Stored entries:
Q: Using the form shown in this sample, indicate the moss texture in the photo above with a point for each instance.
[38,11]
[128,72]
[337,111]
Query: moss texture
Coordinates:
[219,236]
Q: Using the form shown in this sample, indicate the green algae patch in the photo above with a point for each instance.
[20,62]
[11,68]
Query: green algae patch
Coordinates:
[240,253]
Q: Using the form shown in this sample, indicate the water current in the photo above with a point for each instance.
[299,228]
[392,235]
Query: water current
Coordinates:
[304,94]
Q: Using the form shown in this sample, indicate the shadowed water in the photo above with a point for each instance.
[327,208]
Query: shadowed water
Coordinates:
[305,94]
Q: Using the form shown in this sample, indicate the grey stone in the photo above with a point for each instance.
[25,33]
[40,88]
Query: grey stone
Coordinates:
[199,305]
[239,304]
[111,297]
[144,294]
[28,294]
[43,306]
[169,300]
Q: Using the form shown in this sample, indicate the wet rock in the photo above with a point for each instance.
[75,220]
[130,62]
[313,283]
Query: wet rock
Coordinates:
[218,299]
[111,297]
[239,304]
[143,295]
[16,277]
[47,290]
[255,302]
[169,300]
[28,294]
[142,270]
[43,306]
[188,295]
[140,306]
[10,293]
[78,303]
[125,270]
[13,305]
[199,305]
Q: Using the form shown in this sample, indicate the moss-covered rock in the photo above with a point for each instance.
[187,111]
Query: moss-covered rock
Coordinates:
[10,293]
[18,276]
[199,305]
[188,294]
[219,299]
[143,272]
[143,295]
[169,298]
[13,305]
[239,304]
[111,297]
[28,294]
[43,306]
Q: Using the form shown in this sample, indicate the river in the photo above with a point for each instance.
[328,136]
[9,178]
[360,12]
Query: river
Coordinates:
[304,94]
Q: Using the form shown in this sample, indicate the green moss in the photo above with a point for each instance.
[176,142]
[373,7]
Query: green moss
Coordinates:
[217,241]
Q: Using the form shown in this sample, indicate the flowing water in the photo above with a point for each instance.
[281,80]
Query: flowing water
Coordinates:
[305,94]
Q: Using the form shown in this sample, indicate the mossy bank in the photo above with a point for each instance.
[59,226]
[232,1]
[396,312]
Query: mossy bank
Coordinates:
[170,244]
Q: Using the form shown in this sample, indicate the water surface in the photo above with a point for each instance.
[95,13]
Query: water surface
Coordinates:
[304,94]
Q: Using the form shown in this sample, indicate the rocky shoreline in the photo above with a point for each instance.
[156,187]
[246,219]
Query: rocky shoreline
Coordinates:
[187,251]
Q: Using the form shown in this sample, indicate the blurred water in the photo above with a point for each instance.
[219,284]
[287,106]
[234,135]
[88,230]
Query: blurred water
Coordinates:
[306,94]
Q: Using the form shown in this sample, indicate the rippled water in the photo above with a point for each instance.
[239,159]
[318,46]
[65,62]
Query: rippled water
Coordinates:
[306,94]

- **What you are asked to do**: Every word of every entry must be returned as it appears.

- **Answer to this problem**:
Q: Using the form shown in this sample, indicate the moss texture in the photo above with a point for each instance.
[38,11]
[128,72]
[337,111]
Query: moss texture
Coordinates:
[219,236]
Q: Using the form shown in this sample, indicate the green algae patch in the photo above with a point for each instance.
[20,62]
[11,68]
Query: green algae patch
Coordinates:
[240,253]
Q: Using the form shown in this sample, indicate the water current in the photo above with a point for each instance.
[299,228]
[392,235]
Query: water current
Coordinates:
[304,94]
Q: Using the form shown in this sample, indicate the shadowed water in the photo above with a point for each instance.
[327,208]
Query: shadowed water
Coordinates:
[305,94]
Q: Using the form shown in this sample, indicate the grey stone in the photo above with a point for each instance.
[25,33]
[40,88]
Query: grey stone
Coordinates:
[199,305]
[239,304]
[111,297]
[144,294]
[28,294]
[43,306]
[169,300]
Q: Using the form shown in this sample, indicate the wet rock in the photo above with a point for each instance.
[75,220]
[130,62]
[313,283]
Query: wet rock
Coordinates:
[218,299]
[111,297]
[239,304]
[143,295]
[16,277]
[47,290]
[255,302]
[169,300]
[28,294]
[142,270]
[43,306]
[188,295]
[140,306]
[10,293]
[78,303]
[125,270]
[13,305]
[199,305]
Q: Using the form shown in this sample, indicate the moss-covered rock in the photo above with a point for each instance.
[187,111]
Query: moss-covered rock
Coordinates:
[10,293]
[18,276]
[199,305]
[188,294]
[219,299]
[143,272]
[143,295]
[169,298]
[13,305]
[239,304]
[111,297]
[28,294]
[43,306]
Q: Using the form shown in this sample, indicate the river in the photo above with a point for each instance.
[328,136]
[9,178]
[360,12]
Query: river
Coordinates:
[304,94]
Q: Using the form shown in this sample, indicate the green moss in the photo above with a point for each instance.
[176,142]
[373,7]
Query: green moss
Coordinates:
[217,241]
Q: Using the form shown in this sample, indicate the flowing water in the photo above with a point for each instance.
[281,80]
Query: flowing water
Coordinates:
[305,94]
Q: Using the form shown in this sample, indicate the mossy bank in the photo above with a point for each instance.
[59,226]
[232,1]
[396,312]
Query: mossy bank
Coordinates:
[170,244]
Q: Using the form shown in this sample, indicate the water surface in the photo above with a point for each instance.
[95,13]
Query: water surface
Coordinates:
[304,94]
Q: Using the form shown in this sample, indicate the rocky shoreline in the photo above with a point for each instance.
[156,187]
[246,219]
Query: rocky shoreline
Coordinates:
[187,251]
Q: Using the form shown in this sample, indicate the blurred water in the photo above with a point for each instance.
[219,284]
[287,106]
[234,135]
[88,230]
Query: blurred water
Coordinates:
[306,94]
Q: Using the form shown in this sample, indicate the rippled water in the photo above with a point for each instance.
[239,159]
[318,46]
[65,62]
Query: rippled water
Coordinates:
[306,94]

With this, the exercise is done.